D’un coup d’œil, il avait reconnu l’existence d’un chapitre nouveau de la physique, auquel il donna le nom d’électrocapillarité. Il sut l’explorer avec une maîtrise surprenante. Il l’envisagea sous son double aspect théorique et expérimental, avec une telle sûreté, que les progrès de la science depuis cinquante ans n’y ont rien ajouté d’essentiel. Il résuma l’ensemble de ses recherches dans une thèse de doctorat qu’il soutint en Sorbonne, le 24 juillet 1875, et qui fit sensation. Lippmann s’y révélait de la race des maîtres.

Le jeune savant avait créé un instrument, qui, dans le domaine si profondément exploré depuis de l’électricité, est resté inégalable par sa prodigieuse sensibilité, et sert encore journellement aux physiologistes, aux chimistes, aux médecins : l’électromètre capillaire.

------------------------------------------------------------

§ Consigne:
Pourriez-vous transcrire intégralement le texte sur Lippmann et l'électrocapillarité, sans en modifier un seul mot ?

------------------------------------------------------------

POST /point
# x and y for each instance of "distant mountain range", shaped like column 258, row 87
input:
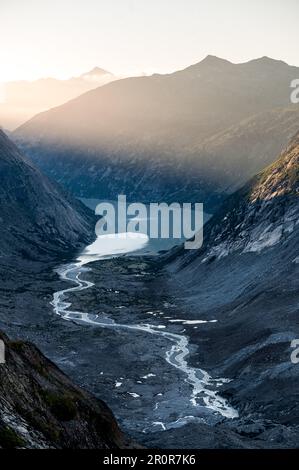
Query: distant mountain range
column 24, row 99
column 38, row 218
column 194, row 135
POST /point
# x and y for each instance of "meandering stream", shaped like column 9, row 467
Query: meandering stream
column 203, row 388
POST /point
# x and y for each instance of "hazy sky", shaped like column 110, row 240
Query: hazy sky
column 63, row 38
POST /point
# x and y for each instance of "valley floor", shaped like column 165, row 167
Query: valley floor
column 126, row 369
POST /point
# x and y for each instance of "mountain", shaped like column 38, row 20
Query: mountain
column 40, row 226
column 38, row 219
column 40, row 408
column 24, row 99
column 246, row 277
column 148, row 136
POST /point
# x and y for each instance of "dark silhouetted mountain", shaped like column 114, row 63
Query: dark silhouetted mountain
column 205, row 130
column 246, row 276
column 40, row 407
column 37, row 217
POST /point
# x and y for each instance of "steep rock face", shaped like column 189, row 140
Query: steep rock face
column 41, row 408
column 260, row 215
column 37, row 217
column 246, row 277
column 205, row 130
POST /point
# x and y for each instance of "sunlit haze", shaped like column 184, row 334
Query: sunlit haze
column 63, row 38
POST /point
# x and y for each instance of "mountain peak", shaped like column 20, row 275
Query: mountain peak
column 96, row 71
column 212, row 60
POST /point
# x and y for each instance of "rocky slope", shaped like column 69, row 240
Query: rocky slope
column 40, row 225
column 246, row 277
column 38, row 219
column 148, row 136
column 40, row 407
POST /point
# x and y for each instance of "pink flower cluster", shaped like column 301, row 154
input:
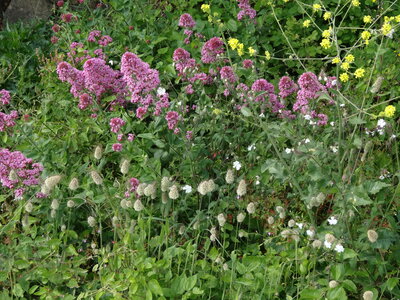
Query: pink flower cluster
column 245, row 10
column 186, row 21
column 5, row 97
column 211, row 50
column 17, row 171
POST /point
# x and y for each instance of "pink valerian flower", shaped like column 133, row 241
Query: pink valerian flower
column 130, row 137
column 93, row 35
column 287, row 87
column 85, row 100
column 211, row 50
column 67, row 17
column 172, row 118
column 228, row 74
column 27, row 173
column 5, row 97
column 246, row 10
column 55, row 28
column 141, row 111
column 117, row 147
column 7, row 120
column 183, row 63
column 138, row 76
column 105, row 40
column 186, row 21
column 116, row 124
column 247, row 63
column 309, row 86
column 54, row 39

------------------------------------------------------------

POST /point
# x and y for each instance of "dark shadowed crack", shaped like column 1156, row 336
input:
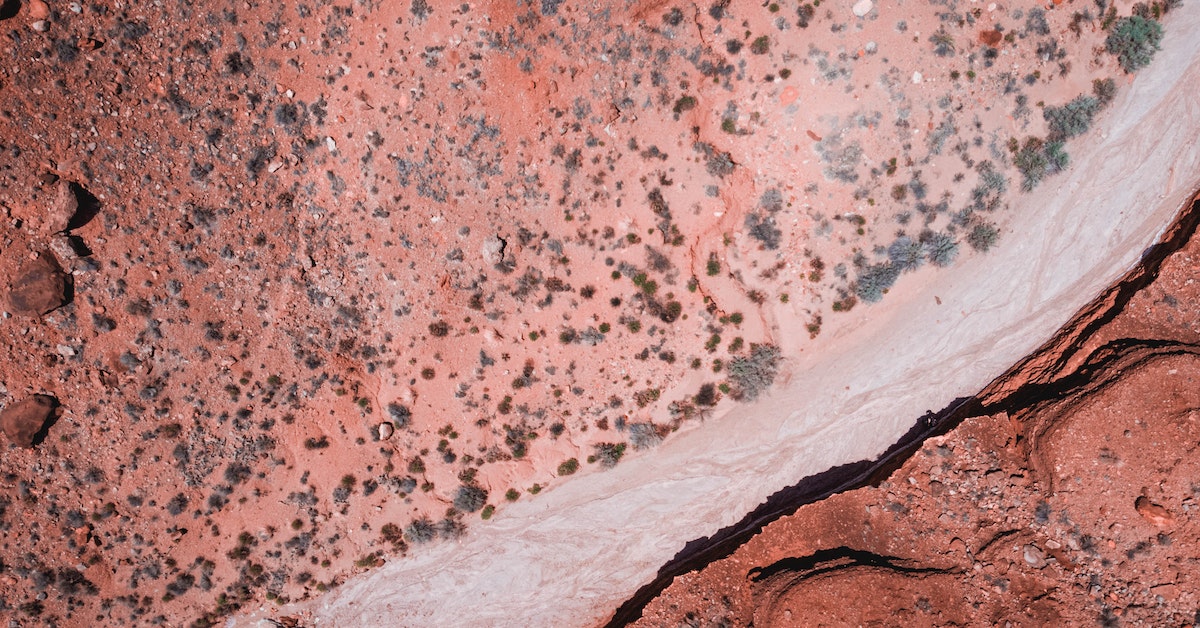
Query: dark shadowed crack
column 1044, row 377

------------------------------------------------------------

§ Réponse:
D’un coup d’œil, il avait reconnu l’existence d’un chapitre nouveau de la physique, auquel il donna le nom d’électrocapillarité. Il sut l’explorer avec une maîtrise surprenante. Il l’envisagea sous son double aspect théorique et expérimental, avec une telle sûreté, que les progrès de la science depuis cinquante ans n’y ont rien ajouté d’essentiel. Il résuma l’ensemble de ses recherches dans une thèse de doctorat qu’il soutint en Sorbonne, le 24 juillet 1875, et qui fit sensation. Lippmann s’y révélait de la race des maîtres.

Le jeune savant avait créé un instrument, qui, dans le domaine si profondément exploré depuis de l’électricité, est resté inégalable par sa prodigieuse sensibilité, et sert encore journellement aux physiologistes, aux chimistes, aux médecins : l’électromètre capillaire.